PROMPT
Count how many lines in the items below contain the string "clicks", with case counting. Reply with the number alone.
==================================================
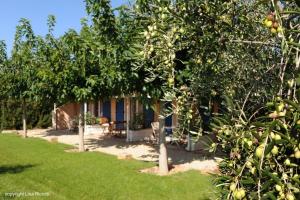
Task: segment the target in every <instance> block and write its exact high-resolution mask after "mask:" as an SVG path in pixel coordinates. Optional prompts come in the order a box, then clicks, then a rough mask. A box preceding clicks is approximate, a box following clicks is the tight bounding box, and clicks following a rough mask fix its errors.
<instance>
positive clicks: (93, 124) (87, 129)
mask: <svg viewBox="0 0 300 200" xmlns="http://www.w3.org/2000/svg"><path fill="white" fill-rule="evenodd" d="M79 111H80V105H79V104H78V103H69V104H65V105H62V106H60V107H58V108H56V110H55V112H54V118H55V119H54V120H53V127H54V128H55V129H58V130H63V129H69V130H71V129H73V128H74V127H75V126H76V119H77V118H78V115H79ZM159 111H160V105H159V103H158V102H154V103H153V106H151V107H147V106H145V105H143V104H142V103H141V102H140V101H139V100H138V99H137V98H135V97H127V98H111V99H108V100H101V99H100V100H98V101H89V102H87V103H85V112H86V113H88V114H89V115H91V116H94V117H97V118H99V117H105V118H107V119H108V121H109V122H124V124H123V126H125V127H123V128H124V131H125V130H126V135H127V140H128V141H136V140H142V139H144V138H145V137H150V136H151V135H152V129H151V123H152V122H156V121H158V113H159ZM128 122H129V123H128ZM136 125H139V127H138V128H136ZM176 125H177V117H176V116H175V115H172V116H169V117H167V118H166V119H165V126H166V127H176ZM104 132H105V130H103V127H100V125H99V124H85V134H92V133H95V134H97V133H104Z"/></svg>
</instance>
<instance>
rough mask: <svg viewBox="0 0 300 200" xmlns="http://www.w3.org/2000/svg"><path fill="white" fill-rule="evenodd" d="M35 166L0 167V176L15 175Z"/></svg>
mask: <svg viewBox="0 0 300 200" xmlns="http://www.w3.org/2000/svg"><path fill="white" fill-rule="evenodd" d="M35 166H36V165H31V164H29V165H3V166H1V165H0V175H1V174H17V173H21V172H23V171H25V170H26V169H28V168H32V167H35Z"/></svg>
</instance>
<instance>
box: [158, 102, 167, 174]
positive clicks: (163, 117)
mask: <svg viewBox="0 0 300 200" xmlns="http://www.w3.org/2000/svg"><path fill="white" fill-rule="evenodd" d="M163 110H164V104H163V102H160V115H159V174H160V175H167V174H168V172H169V168H168V155H167V147H166V134H165V117H164V112H163Z"/></svg>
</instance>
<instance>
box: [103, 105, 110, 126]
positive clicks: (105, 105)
mask: <svg viewBox="0 0 300 200" xmlns="http://www.w3.org/2000/svg"><path fill="white" fill-rule="evenodd" d="M110 110H111V104H110V100H106V101H104V102H103V117H106V118H108V121H110V120H111V111H110Z"/></svg>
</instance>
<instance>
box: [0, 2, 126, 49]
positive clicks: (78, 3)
mask: <svg viewBox="0 0 300 200" xmlns="http://www.w3.org/2000/svg"><path fill="white" fill-rule="evenodd" d="M127 2H128V0H111V4H112V7H113V8H115V7H117V6H120V5H122V4H124V3H127ZM0 7H1V12H0V40H4V41H5V42H6V44H7V49H8V52H10V51H11V49H12V45H13V40H14V34H15V30H16V26H17V24H18V21H19V20H20V18H27V19H29V20H30V22H31V25H32V27H33V30H34V32H35V34H38V35H45V34H46V33H47V17H48V15H49V14H52V15H55V16H56V21H57V23H56V28H55V35H57V36H58V35H62V34H63V33H64V32H65V31H67V30H68V29H69V28H74V29H76V30H79V29H80V19H81V18H82V17H85V16H86V12H85V3H84V0H0Z"/></svg>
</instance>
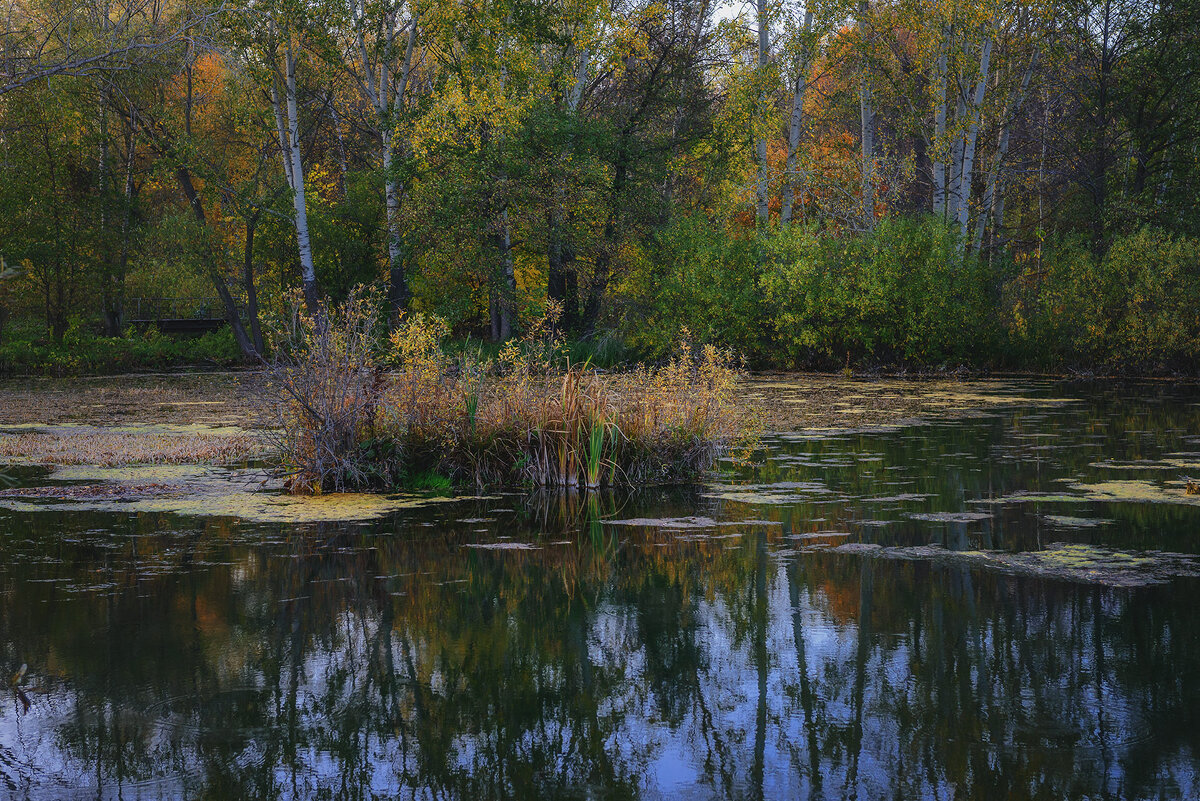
==================================================
REPLY TO THE TASK
5